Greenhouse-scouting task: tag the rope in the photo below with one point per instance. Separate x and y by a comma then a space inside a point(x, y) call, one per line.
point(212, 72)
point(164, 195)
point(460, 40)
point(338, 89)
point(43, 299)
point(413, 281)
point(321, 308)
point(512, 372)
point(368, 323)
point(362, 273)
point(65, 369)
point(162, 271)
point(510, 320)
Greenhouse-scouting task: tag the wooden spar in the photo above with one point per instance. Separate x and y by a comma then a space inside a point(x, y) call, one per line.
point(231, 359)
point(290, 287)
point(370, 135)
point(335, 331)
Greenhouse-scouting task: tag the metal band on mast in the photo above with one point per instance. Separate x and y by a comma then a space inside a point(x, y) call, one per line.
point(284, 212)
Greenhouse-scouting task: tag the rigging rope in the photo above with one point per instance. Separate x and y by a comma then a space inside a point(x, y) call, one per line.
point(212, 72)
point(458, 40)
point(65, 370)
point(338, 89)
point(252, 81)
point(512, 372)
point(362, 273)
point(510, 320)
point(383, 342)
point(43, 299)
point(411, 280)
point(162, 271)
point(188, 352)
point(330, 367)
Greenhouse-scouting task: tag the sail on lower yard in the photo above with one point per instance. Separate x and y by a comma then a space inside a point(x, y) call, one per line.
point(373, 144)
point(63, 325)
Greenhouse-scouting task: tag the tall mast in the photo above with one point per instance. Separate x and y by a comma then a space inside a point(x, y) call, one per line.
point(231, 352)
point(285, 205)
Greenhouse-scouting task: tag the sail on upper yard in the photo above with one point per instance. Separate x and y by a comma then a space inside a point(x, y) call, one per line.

####################

Goal: Rewrite all of the records above with every "tag" changed to "mark", keeping everything else the same.

Full answer:
Greenhouse-scouting task: mark the rope in the photo below with one point per instance. Separate x and y by a comma then a space inside a point(x, y) call, one per line.
point(212, 72)
point(164, 195)
point(460, 40)
point(338, 89)
point(43, 299)
point(413, 281)
point(321, 308)
point(512, 372)
point(368, 323)
point(362, 273)
point(65, 369)
point(162, 271)
point(510, 320)
Greenhouse-scouting task: mark the wooden spar in the photo above with one point per instance. Separate x and y by a comma then a space inside a point(x, y) call, one per line.
point(231, 359)
point(290, 287)
point(370, 135)
point(335, 331)
Greenhouse-scouting task: mark the metal band on mast in the photo above with one point per instance. Separate x and y by a comma then a space inside a point(x, y) call, one per line.
point(284, 212)
Greenhouse-scouting task: mark the rigging rope in the photo above with one point per instance. Separate x and y by a comma then a space inside a point(x, y) call, one per line.
point(212, 72)
point(458, 40)
point(65, 370)
point(338, 89)
point(252, 81)
point(512, 372)
point(362, 273)
point(510, 320)
point(383, 342)
point(43, 299)
point(411, 280)
point(162, 271)
point(188, 352)
point(330, 367)
Greenhouse-scouting task: mark the sail on lower yard in the photo above with one point per instance. Separate x and y by a comma then a space inside a point(x, y) call, one per line.
point(373, 144)
point(63, 325)
Greenhouse-scouting task: mark the tall mast in the photo above with one point per instance. Separate x and y by a comma then a space inside a point(x, y) call, one per line.
point(231, 352)
point(285, 205)
Greenhouse-scouting task: mark the sail on upper yard in the photo above with one point per instance. Separate x and y by a comma then a space inside a point(x, y) call, one per line.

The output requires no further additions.